◆ AIM 1
How would you render this sentence from the forum thread below in Spanish: "Any form of repression will eventually lead to rebellion."

◆ READING TEXT
## start

Look a little deeper. 

Words to live by.


----------



## Bishop (Nov 20, 2015)

This thread...


----------



## Minu (Nov 20, 2015)

Sam said:


> Look a little deeper.
> 
> Words to live by.


 
:lol: I agree. Now the question is, whom is misunderstanding whom.  Because all the positives of a woman driving [lack of drugs, lesser drunk driving]* isn't *taught to them by daddy. Because if they picked up those traits from daddy, whom taught them to drive, the drunk driving would be even between men and women.


----------



## dale (Nov 20, 2015)

Minu said:


> :lol: I agree. Now the question is, whom is misunderstanding whom.  Because all the positives of a woman driving [lack of drugs, lesser drunk driving]* isn't *taught to them by daddy. Because if they picked up those traits from daddy, whom taught them to drive, the drunk driving would be even between men and women.



where in the god damn hell do you live that you think women aren't drunks and drug addicts as much as men are?
women may be better at beating a ticket or a DWI charge if they flash their tits to the officer or something, but women
i know are no better than men at the drinking and driving thing.


----------



## Bishop (Nov 20, 2015)

Minu said:


> :lol: I agree. Now the question is, whom is misunderstanding whom.  Because all the positives of a woman driving [lack of drugs, lesser drunk driving]* isn't *taught to them by daddy. Because if they picked up those traits from daddy, whom taught them to drive, the drunk driving would be even between men and women.



You're also implying with all of this that women can't learn to drive independently, that they must be taught by their fathers. Also, it implies that women can't think for themselves and go beyond the teaching of their fathers. It also implies that teachers are directly 100% responsible for the failures of their students. It also assumes that women never teach men how to drive, or teach other women how to drive.

Now if you'll excuse me, I'm going to wait in a corner with my stopwatch and time how long it takes before this thread is closed with extreme prejudice.


----------



## Red Sonja (Nov 20, 2015)

This is one of the funniest things I've seen today.


----------



## bazz cargo (Nov 20, 2015)

Yes women should drive cars, not be 'allowed' they should drive.

Why?
Mobility aids economic activity, any society that denies half of that society the chance to engage in commerce is going to suffer economically.  
Restricting any portion of society from commerce is denying freedom, or more bluntly engaging in slavery. 
Any form of repression will eventually lead to rebellion. 

There are ethical, moral and political reasons as well, but they are subjective. 

Good luck on your essay.
BC


----------



## dale (Nov 20, 2015)

## end

Labeled-object pointing entries:
## start

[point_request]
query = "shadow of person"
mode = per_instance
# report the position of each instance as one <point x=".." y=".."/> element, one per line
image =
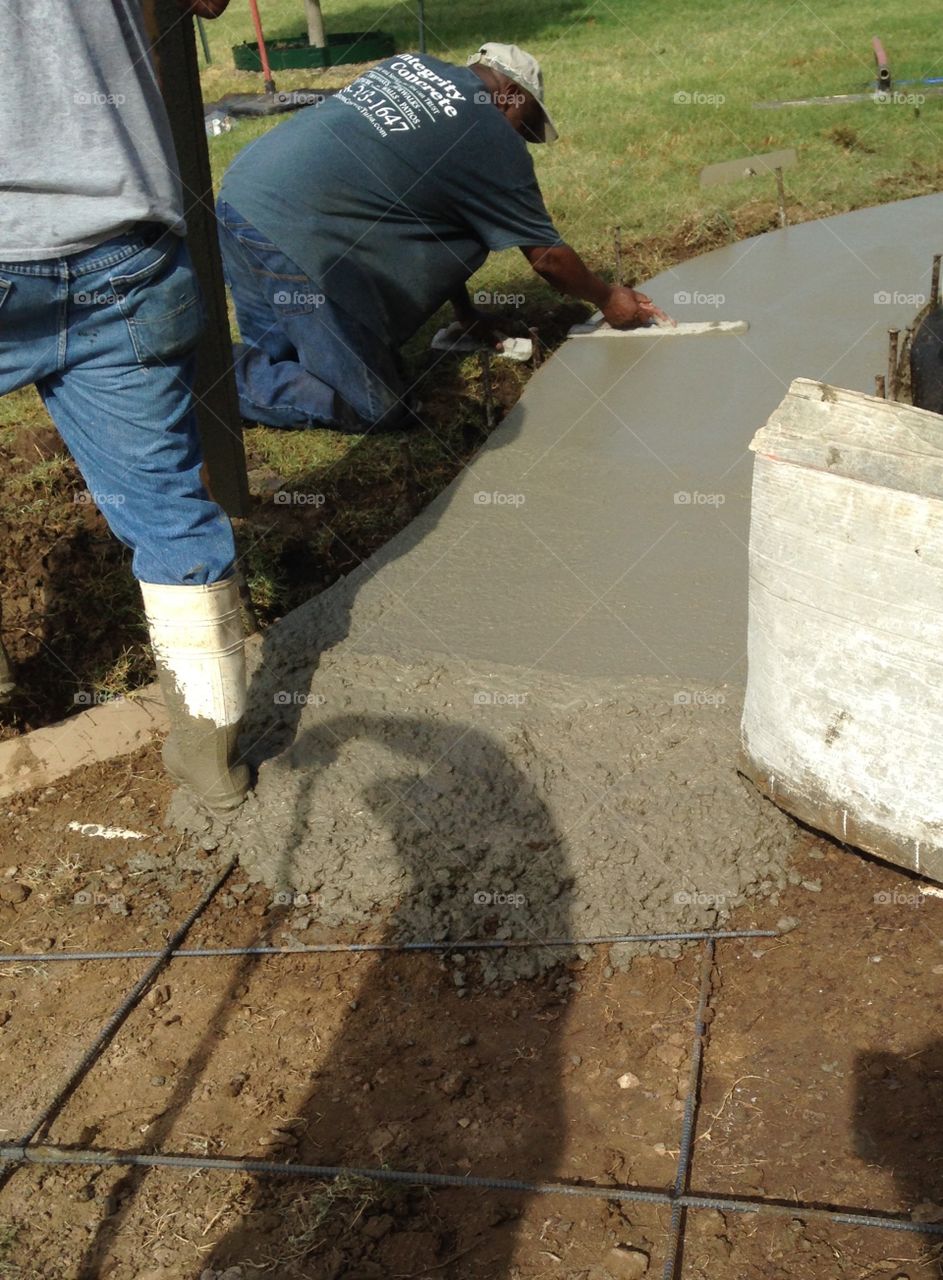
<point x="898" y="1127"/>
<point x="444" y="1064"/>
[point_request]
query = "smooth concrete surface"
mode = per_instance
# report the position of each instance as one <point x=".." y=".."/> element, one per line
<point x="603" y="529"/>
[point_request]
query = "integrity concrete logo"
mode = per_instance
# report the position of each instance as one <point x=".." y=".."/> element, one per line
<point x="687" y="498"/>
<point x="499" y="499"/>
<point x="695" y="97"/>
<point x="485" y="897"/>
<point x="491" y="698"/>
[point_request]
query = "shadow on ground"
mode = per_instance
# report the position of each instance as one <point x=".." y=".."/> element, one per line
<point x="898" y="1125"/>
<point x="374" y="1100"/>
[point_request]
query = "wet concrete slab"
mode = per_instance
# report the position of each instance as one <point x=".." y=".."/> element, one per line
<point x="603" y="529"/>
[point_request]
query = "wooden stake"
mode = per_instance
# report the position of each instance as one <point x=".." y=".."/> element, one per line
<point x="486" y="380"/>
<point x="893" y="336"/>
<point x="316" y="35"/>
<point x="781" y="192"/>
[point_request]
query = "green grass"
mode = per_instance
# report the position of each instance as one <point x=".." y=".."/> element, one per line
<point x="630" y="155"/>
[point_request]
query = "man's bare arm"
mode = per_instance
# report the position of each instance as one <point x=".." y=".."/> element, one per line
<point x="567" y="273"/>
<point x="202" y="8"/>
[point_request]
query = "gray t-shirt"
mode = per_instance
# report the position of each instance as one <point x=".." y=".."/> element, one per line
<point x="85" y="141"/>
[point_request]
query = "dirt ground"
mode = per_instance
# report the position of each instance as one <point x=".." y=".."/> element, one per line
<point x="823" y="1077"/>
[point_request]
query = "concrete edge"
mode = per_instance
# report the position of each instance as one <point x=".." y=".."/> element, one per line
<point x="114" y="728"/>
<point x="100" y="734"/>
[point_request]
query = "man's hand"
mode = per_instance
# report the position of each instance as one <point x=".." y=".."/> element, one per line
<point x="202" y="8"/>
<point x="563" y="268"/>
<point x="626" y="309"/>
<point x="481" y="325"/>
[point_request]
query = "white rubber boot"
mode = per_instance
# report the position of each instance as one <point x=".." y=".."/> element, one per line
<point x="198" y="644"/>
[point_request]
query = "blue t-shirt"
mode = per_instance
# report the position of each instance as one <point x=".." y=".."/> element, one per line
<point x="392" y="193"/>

## end
## start

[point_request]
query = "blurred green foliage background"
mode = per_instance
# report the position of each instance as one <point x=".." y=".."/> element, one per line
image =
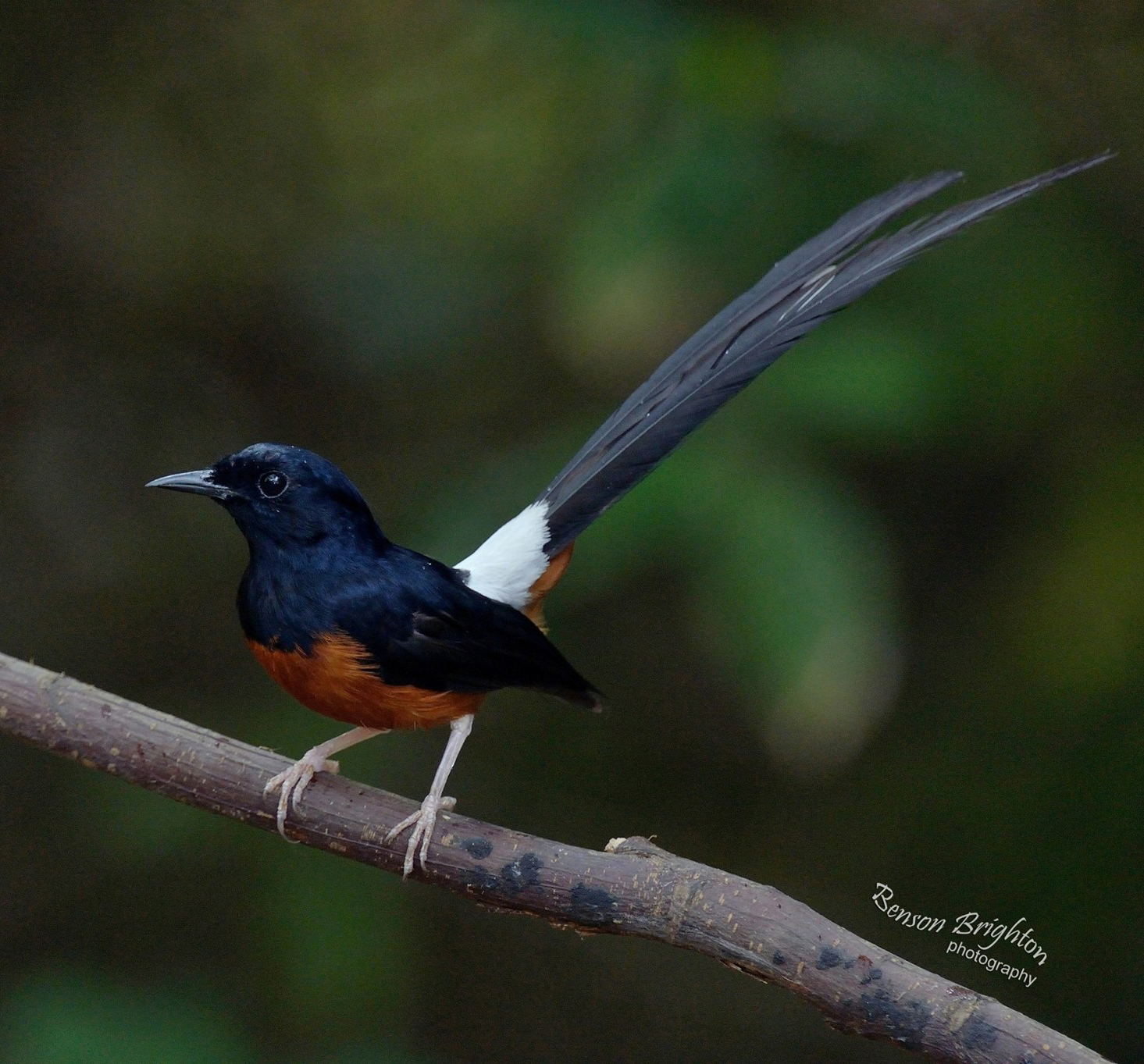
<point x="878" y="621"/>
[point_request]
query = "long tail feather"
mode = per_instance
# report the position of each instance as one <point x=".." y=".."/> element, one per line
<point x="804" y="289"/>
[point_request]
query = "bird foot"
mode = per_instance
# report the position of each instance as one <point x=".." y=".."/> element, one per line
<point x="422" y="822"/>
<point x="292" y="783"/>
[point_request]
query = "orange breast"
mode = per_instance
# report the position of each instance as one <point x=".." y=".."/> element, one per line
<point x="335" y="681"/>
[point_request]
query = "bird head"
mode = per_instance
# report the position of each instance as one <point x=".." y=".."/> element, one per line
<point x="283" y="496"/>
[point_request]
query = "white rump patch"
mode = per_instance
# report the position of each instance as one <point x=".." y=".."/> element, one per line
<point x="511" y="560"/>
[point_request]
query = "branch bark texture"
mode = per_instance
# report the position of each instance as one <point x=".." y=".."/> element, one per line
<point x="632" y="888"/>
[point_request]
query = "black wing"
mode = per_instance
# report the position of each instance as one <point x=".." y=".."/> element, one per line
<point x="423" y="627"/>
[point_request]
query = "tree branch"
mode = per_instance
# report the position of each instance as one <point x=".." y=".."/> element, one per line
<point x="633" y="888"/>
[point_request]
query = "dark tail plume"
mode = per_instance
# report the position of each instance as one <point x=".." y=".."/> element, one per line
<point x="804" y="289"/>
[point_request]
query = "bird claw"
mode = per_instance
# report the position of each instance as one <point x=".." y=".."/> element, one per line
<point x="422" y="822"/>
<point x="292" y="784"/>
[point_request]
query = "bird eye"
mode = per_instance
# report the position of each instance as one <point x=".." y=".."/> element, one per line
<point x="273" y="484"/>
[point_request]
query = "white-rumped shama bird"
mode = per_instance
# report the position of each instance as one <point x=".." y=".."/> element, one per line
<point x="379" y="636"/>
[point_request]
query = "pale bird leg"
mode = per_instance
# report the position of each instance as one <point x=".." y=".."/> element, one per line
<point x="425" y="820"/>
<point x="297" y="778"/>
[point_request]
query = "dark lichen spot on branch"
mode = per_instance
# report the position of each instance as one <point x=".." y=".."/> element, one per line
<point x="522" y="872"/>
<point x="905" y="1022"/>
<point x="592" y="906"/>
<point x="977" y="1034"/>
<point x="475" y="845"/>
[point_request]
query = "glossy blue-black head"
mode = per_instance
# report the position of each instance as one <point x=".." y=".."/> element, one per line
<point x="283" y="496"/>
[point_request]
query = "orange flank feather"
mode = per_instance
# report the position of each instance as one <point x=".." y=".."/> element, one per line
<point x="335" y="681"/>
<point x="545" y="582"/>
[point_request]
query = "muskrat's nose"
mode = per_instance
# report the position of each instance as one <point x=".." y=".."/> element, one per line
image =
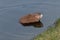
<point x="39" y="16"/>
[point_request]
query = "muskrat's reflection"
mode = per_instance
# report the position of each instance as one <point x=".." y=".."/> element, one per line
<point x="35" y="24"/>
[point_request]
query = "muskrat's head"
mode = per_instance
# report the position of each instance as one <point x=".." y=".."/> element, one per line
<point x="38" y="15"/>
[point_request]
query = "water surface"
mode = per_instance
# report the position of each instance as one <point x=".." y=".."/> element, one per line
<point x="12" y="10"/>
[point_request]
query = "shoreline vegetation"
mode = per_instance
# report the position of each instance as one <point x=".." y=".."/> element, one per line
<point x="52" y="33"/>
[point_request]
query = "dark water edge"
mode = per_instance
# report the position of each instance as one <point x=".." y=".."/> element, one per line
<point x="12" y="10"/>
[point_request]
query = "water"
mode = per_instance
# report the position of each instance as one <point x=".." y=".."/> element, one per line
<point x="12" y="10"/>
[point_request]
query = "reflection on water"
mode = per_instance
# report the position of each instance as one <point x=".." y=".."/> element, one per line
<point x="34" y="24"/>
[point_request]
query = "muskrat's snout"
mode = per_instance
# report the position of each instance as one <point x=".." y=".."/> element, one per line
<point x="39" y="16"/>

## end
## start

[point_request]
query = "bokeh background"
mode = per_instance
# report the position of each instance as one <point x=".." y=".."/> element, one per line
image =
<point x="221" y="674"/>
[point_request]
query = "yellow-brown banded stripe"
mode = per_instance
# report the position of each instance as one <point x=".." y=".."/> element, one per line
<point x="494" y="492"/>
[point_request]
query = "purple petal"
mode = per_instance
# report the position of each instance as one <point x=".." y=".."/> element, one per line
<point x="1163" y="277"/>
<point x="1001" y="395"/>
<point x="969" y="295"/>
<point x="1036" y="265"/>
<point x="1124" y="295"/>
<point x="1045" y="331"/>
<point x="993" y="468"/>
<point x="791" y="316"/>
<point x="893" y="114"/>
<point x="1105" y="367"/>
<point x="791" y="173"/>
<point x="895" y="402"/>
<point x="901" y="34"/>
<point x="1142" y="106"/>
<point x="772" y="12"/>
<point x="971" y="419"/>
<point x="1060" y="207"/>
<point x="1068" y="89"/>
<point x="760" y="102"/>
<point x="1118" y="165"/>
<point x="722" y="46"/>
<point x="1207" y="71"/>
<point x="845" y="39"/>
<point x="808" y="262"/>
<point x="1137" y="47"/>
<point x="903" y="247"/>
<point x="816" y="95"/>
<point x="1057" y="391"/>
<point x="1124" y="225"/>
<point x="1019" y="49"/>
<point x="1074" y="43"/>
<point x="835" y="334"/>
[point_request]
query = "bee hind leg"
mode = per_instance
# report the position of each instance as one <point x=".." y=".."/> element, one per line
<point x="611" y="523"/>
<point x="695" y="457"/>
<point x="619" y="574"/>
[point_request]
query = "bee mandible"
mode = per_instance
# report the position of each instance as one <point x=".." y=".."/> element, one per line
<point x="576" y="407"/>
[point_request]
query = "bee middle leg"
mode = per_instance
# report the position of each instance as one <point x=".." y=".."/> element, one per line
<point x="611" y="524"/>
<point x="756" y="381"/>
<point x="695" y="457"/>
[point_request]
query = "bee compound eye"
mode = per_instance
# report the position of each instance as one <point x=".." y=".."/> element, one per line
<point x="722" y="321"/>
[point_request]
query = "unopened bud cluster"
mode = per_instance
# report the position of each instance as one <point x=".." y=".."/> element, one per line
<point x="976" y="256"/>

## end

◆ AIM 2
Which lines of the listing above contain the string "branch"? Report each of them in full, treating case as significant.

◆ EXERCISE SOLUTION 1
Cualquier forma de represión acabará llevando a la rebelión.

◆ EXERCISE SOLUTION 2
query = "branch bark texture"
query = "tree branch"
query = "dark lichen spot on branch"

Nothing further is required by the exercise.